====== INPUT FOR THIS TASK ======

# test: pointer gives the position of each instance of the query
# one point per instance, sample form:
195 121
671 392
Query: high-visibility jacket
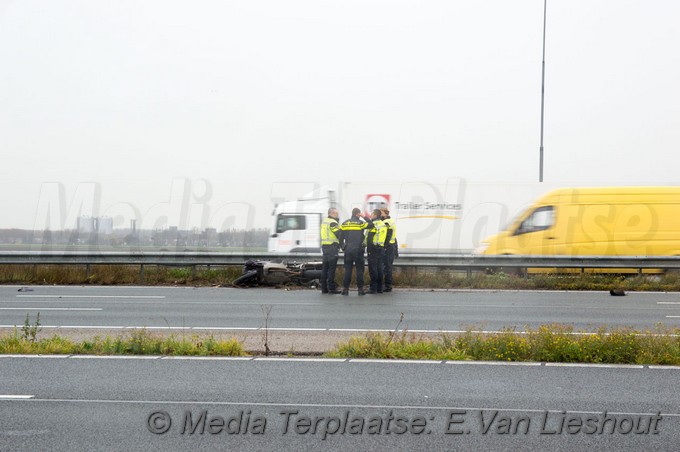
378 234
391 231
353 233
330 232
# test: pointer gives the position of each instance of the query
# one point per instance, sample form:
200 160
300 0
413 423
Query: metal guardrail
452 261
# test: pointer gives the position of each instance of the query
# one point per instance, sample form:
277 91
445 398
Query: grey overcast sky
127 99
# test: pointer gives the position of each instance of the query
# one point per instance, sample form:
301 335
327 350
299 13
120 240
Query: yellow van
612 221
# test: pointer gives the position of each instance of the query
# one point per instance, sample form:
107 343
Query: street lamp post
540 164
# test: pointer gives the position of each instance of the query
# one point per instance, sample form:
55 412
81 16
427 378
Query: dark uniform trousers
354 257
376 267
390 253
328 266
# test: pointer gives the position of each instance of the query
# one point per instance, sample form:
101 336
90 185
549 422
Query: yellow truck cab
612 221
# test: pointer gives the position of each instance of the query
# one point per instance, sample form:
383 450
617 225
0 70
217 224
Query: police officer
376 250
353 233
391 247
330 244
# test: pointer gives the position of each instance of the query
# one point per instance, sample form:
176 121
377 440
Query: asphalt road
301 310
88 404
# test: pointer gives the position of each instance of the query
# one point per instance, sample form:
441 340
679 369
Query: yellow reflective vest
378 233
391 226
329 231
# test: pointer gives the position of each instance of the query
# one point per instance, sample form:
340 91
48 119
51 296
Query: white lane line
349 406
92 296
307 330
40 308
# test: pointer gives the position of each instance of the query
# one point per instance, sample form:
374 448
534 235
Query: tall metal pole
540 168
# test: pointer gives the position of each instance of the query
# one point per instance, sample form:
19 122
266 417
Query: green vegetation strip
550 343
139 342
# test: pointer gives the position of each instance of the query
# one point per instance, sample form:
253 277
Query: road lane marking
347 406
40 308
92 296
308 330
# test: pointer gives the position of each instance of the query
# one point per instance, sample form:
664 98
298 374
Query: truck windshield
290 223
541 219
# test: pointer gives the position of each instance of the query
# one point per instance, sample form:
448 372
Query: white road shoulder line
92 296
40 308
348 406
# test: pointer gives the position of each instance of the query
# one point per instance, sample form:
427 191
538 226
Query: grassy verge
116 275
404 278
139 342
550 343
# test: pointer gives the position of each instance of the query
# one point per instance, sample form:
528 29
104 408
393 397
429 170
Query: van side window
290 222
543 218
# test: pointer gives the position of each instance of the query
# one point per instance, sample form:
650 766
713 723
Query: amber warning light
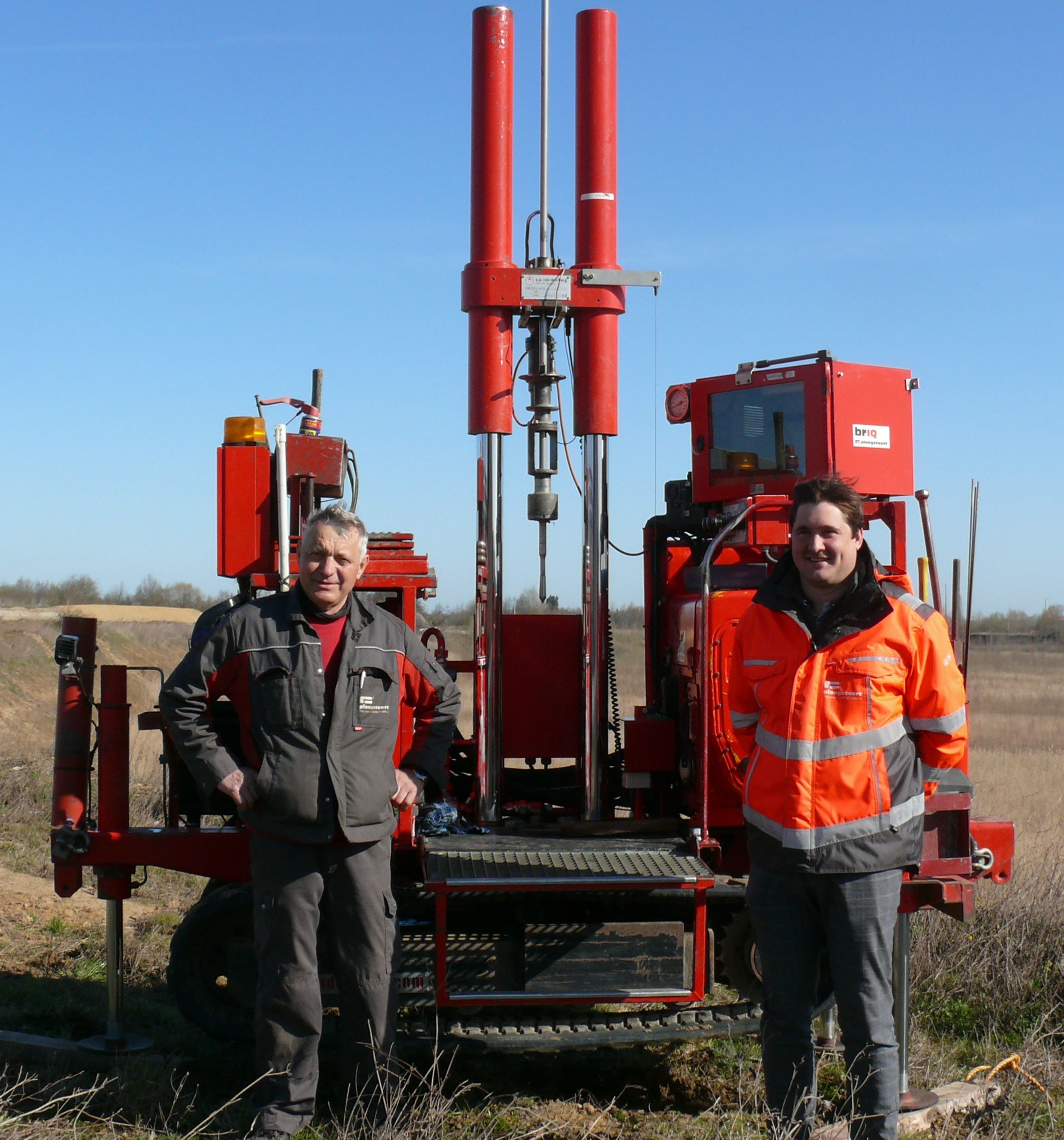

======

EXERCISE OBJECTIVE
Would you copy all of the data exactly? Keep the pictures out of it.

YOUR RESPONSE
# test: pointer gives the position of each instance of the query
# one point per instance, sample form:
195 121
671 392
Query: high-visibility jacket
378 234
391 231
353 233
330 232
# test: pointer gives the position of each instance of the query
# one point per instance, sample form:
200 160
300 0
413 423
Query: metal guardrail
452 261
# test: pointer gives the position of each instance of the query
# one point per instance, sample form:
277 91
445 398
Query: grey overcast sky
127 99
# test: pointer gives the position of each instance of the query
# one point per instance, sample form:
301 335
327 350
299 13
120 240
Query: yellow van
612 221
# test: pointer gives the position of each instance of the query
# one point per instance, sample form:
107 343
Query: street lamp post
540 164
# test: pointer gives the position of each instance of the query
# one point per instance, sample form:
55 412
81 16
427 378
Query: dark uniform trousers
354 257
376 267
390 253
328 266
# test: pointer gives the position of each instance of the query
# one point per instance, sample form:
101 336
90 185
549 422
Query: yellow truck cab
612 221
# test: pointer gives the position of each instance of the query
# one point per instance, sample form:
383 450
617 225
0 70
217 224
Query: police officer
376 250
353 233
391 247
330 244
# test: pointer gives the position of each instance of the query
# one point per instance, sample form:
176 121
377 440
Query: asphalt road
301 310
88 404
# test: pointer gives the position of each instance of the query
# one point per instance, sample form:
441 340
679 369
Query: yellow reflective vest
378 233
391 226
329 231
# test: pointer gives the position of each instance of the query
# one point per instance, sample form:
340 91
48 119
51 296
Query: white lane line
349 406
92 296
307 330
40 308
# test: pointer gives the position of each instance of the query
# one point per instance, sample form:
374 448
534 235
Query: tall metal pole
540 168
# test: pointer gives the position of each instance of the query
# one point per instance, sample form:
19 122
266 417
Query: green vegetation strip
550 343
139 342
# test: pointer gives the position of each instance of the query
# one point per instance, sample form:
253 277
Query: road lane marking
347 406
40 308
92 296
308 330
# test: pointer gives the position of each instance of the query
# one point per instance, sample form:
664 98
298 374
Query: truck windshield
290 223
541 219
# test: pointer gives the position of each instance of the query
# one point per instance, sample form:
448 372
Query: white road shoulder line
92 296
40 308
348 406
# test: pointer gives the position of each instance of the query
# one point per instance, sample form:
427 191
538 226
Query: grassy verge
116 275
404 278
139 342
550 343
# test: pointer gives the position of each instance of the query
# one point per instance, sample form:
528 29
104 408
393 397
429 170
Query: van side window
290 222
543 218
# test: pointer gives the position of each instance of the query
# one point per instance, sample form:
650 766
713 723
Query: amber warning light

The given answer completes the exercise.